- [Written problem 1]:
Please reproduce the passage of the margin financing thread, everything from "sudden announcement stating" down to "extra 4-6% return.".
- [Written problem 2]:
Answer these questions from the margin financing thread:
(a) How many lots of STAREIT does the first post propose to pledge for the margin facility?
(b) What spread does ks3114 estimate remains after the interest is deducted from the income return?
(c) In the quoted list of costs and risks, what appears in parentheses after "top ups"?

- [Text segment]:
BEGIN

Welcome Guest ( Log In | Register )

Outline · [ Standard ] · Linear+

 Share Margin Financing, borrow to play share

views
     
ks3114
post May 19 2009, 01:17 PM

Getting Started
**
Junior Member
90 posts

Joined: Apr 2009


Lets say I pledge 200lots of STAREIT for margin facility. Then I buy more of the same shares with the margin amount. In theory, it will be self sustaining right? ie. dividend will be more than enough to cover interest.

Those margin sifus, how risky do you think this strategy is?
1 = no risk, 10 = Very risky

Thx
ks3114
post May 19 2009, 08:02 PM

Getting Started
**
Junior Member
90 posts

Joined: Apr 2009


QUOTE(aurora97 @ May 19 2009, 05:46 PM)
My thoughts based solely on theory...
Probably in theory yes it might do the trick...

The performance of the Reit counter,
other factors like act of god (entire building got burnt down  doh.gif )
sudden announcement stating no dividend for that year  shocking.gif
negated market volitility,
top ups (margin calls),
Fees/Expenses, cost, losses that you need to finance your purchase,
commitment fees
rollover fees
taxes
commission

etc.....
*
Yeah, agree. There's still lots of other unsystematic risk to consider.

My thinking is that, after deducting the interest from the income return, there's still a spread of 4-6% to account for the risk. Im still unsure whether its worth taking the risk for an extra 4-6% return.
ks3114
post May 19 2009, 10:33 PM

Getting Started
**
Junior Member
90 posts

Joined: Apr 2009


QUOTE(lklatmy @ May 19 2009, 08:59 PM)
If you are certain that the price of the reit will not fall,and the  total yearly distribution will remain or increase,and that interest rate  charged will remain unchanged,then it is worth trying.

END

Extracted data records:
BEGIN

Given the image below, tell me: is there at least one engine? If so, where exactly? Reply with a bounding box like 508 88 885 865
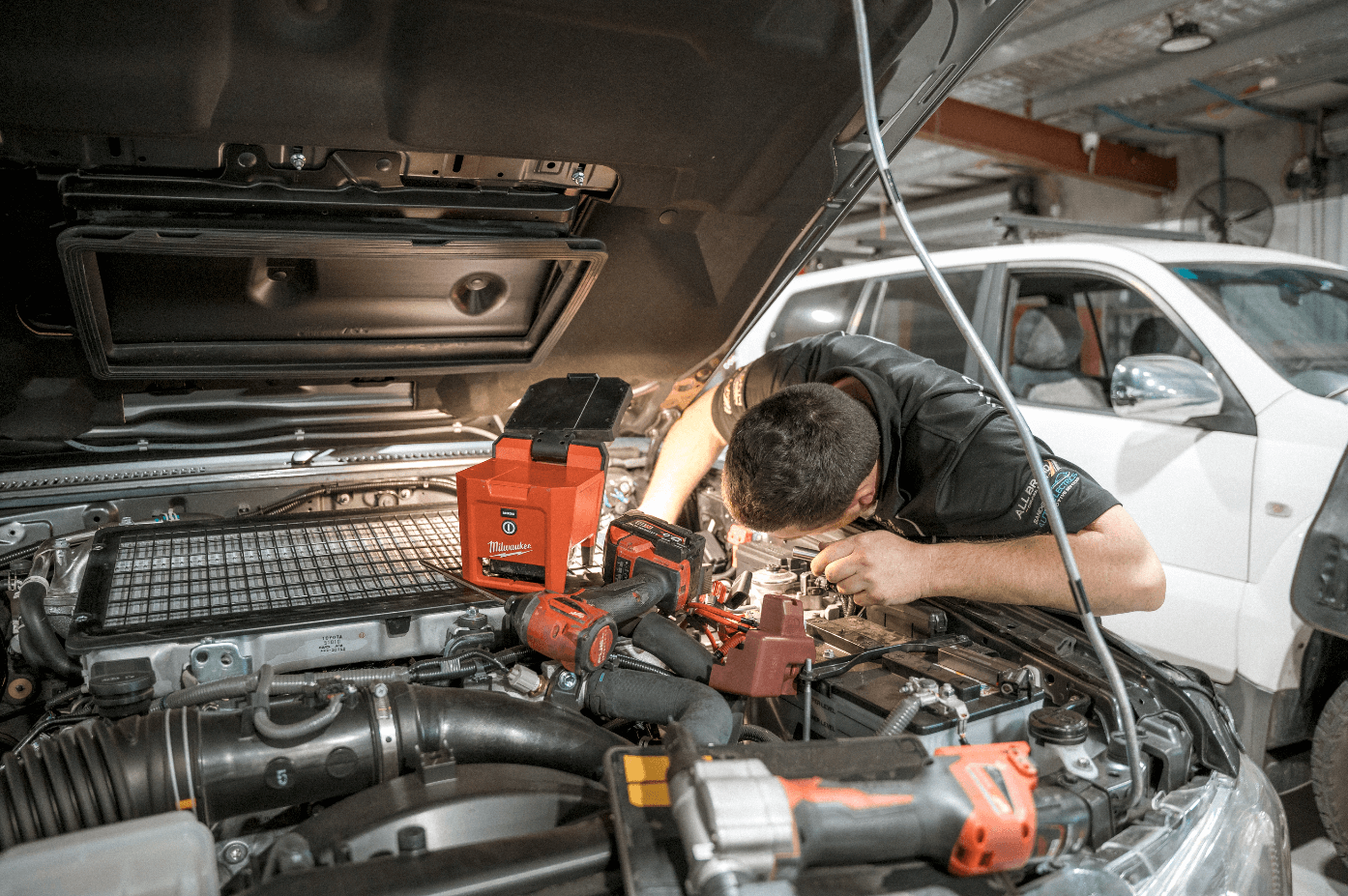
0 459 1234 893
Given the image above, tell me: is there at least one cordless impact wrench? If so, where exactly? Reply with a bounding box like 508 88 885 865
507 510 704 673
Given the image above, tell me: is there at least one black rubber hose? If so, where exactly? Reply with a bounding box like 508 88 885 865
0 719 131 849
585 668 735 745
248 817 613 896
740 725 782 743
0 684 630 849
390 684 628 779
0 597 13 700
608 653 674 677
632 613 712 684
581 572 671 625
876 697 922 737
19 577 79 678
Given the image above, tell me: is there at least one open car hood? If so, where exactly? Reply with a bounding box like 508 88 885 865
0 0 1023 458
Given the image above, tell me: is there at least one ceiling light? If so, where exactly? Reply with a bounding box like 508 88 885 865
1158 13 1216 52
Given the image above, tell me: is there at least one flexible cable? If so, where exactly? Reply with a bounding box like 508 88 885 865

END

- [Exercise solution 1]:
sudden announcement stating no dividend for that year  shocking.gif
negated market volitility,
top ups (margin calls),
Fees/Expenses, cost, losses that you need to finance your purchase,
commitment fees
rollover fees
taxes
commission

etc.....
*
Yeah, agree. There's still lots of other unsystematic risk to consider.

My thinking is that, after deducting the interest from the income return, there's still a spread of 4-6% to account for the risk. Im still unsure whether its worth taking the risk for an extra 4-6% return.

- [Exercise solution 2]:
(a) 200 lots
(b) 4-6%
(c) margin calls